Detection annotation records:

────────

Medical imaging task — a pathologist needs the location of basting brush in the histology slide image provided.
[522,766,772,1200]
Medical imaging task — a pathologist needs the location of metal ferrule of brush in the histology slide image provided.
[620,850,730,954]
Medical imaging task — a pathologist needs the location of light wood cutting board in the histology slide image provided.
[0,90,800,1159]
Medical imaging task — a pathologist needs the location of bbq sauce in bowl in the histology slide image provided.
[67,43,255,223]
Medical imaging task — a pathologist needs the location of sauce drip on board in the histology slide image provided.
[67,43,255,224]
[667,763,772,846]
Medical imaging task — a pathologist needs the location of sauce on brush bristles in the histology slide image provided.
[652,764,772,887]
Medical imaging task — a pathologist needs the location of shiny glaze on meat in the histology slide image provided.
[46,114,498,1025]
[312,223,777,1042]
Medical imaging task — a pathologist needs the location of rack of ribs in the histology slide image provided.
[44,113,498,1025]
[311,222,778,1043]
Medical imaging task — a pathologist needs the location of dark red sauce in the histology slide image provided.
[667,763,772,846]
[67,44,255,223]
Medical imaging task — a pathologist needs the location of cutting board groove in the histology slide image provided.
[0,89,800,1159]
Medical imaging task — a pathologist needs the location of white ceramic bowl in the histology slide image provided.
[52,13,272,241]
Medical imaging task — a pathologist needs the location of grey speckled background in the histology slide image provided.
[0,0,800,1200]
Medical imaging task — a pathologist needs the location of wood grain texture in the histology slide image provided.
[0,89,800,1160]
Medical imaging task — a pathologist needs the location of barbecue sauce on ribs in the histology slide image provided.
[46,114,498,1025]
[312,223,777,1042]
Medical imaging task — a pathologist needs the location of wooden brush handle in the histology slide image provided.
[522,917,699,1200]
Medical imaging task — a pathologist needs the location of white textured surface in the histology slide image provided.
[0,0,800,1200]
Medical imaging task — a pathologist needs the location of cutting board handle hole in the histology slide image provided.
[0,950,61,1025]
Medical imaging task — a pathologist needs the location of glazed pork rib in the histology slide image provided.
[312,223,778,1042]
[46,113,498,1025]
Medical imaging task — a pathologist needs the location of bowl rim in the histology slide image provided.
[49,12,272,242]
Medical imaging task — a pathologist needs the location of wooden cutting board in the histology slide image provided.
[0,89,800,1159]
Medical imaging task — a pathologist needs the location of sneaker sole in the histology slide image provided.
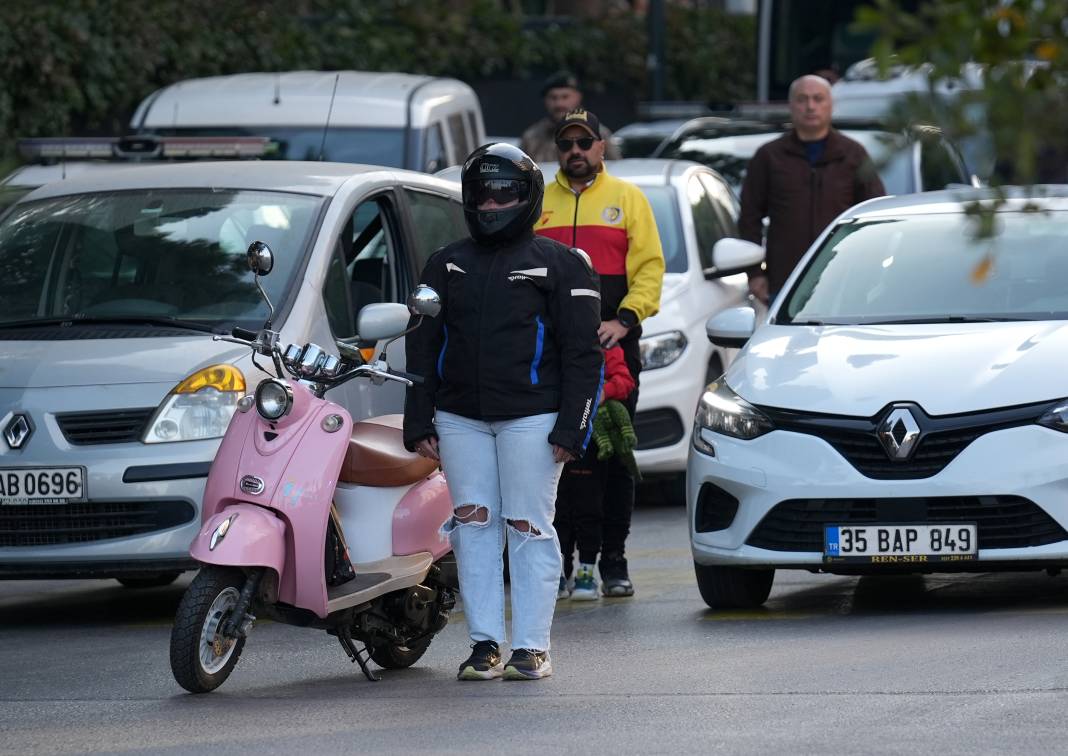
[456,664,504,680]
[504,661,552,680]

────────

- PROBLEM:
Write out all of the material again with "food photograph" substituted for every occurrence of "histology slide image", keeping everything else the same. Leave the pictures out.

- THE SOLUTION:
Medical imaging task — a pathologist needs the location of basting brush in the food photograph provided.
[522,766,772,1200]
Medical imaging task — a pathologist needs the location of metal ferrule of brush in the food photograph provided.
[620,850,730,954]
Medical imaging task — a pathologist needs the location of light wood cutting board in the food photograph provided.
[0,90,800,1159]
Medical imaging task — a pathologist needs the location of bbq sauce in bowl in the food photograph provided.
[67,43,255,223]
Medical imaging task — a pathologist needs the location of sauce drip on board in the food photograph provided.
[67,43,255,224]
[667,763,772,846]
Medical imaging task — a pathologist needs the location of sauce on brush bristles in the food photograph provided.
[652,764,772,887]
Medical imaging task — a pathologist needs the location of shiny glaze on meat in the food photograph provided.
[46,114,498,1025]
[312,223,777,1042]
Medical imaging task — a pathologist needs the location of rack of ribs in the food photograph provided.
[44,113,498,1025]
[311,222,778,1043]
Medical imaging task — a pathologist needs the location of dark red sauce in the food photograph provided.
[667,763,772,846]
[67,44,255,223]
Medical imaging task — a pathologist needs the location of cutting board groove in the food photograph provided.
[0,89,800,1159]
Medical imaging task — a pathologist needs the location of white ceramic bowl in the food photograph provided.
[52,13,272,241]
Medical imaging task — a pathologist needs the location of grey speckled background in the food photograph provided.
[0,0,800,1200]
Medical imaging task — a pathologist needs the location of wood grain texture in the food photograph provided.
[0,89,800,1160]
Medical imaging task — a pathologist needs the location of barbecue sauce on ribs in the food photograph provided.
[46,114,498,1025]
[312,223,777,1042]
Medical imaging task — a pathologist needs the location of wooden brush handle in the food photograph provided.
[522,917,699,1200]
Medical imaging task — a pathologist needs the location of white textured surface in the food photograph provided.
[0,0,800,1200]
Medical imaging task — a pathologist needs the location of cutting board handle hole in the food photograph provided.
[0,950,61,1025]
Medical imaging task — a pathologist needs the location of glazed pork rib in the food photograph provided.
[312,223,778,1042]
[46,113,498,1025]
Medical imaging task — a pathologist needs the location of bowl rim in the food photograph provided.
[49,12,272,242]
Medical imaging task — a pathologist needs the location of wooden cutting board in the food photograph provided.
[0,89,800,1159]
Medical imaging task — a pathologist needs the location of sneaker sole in the food photograph provided.
[456,664,504,680]
[504,661,552,680]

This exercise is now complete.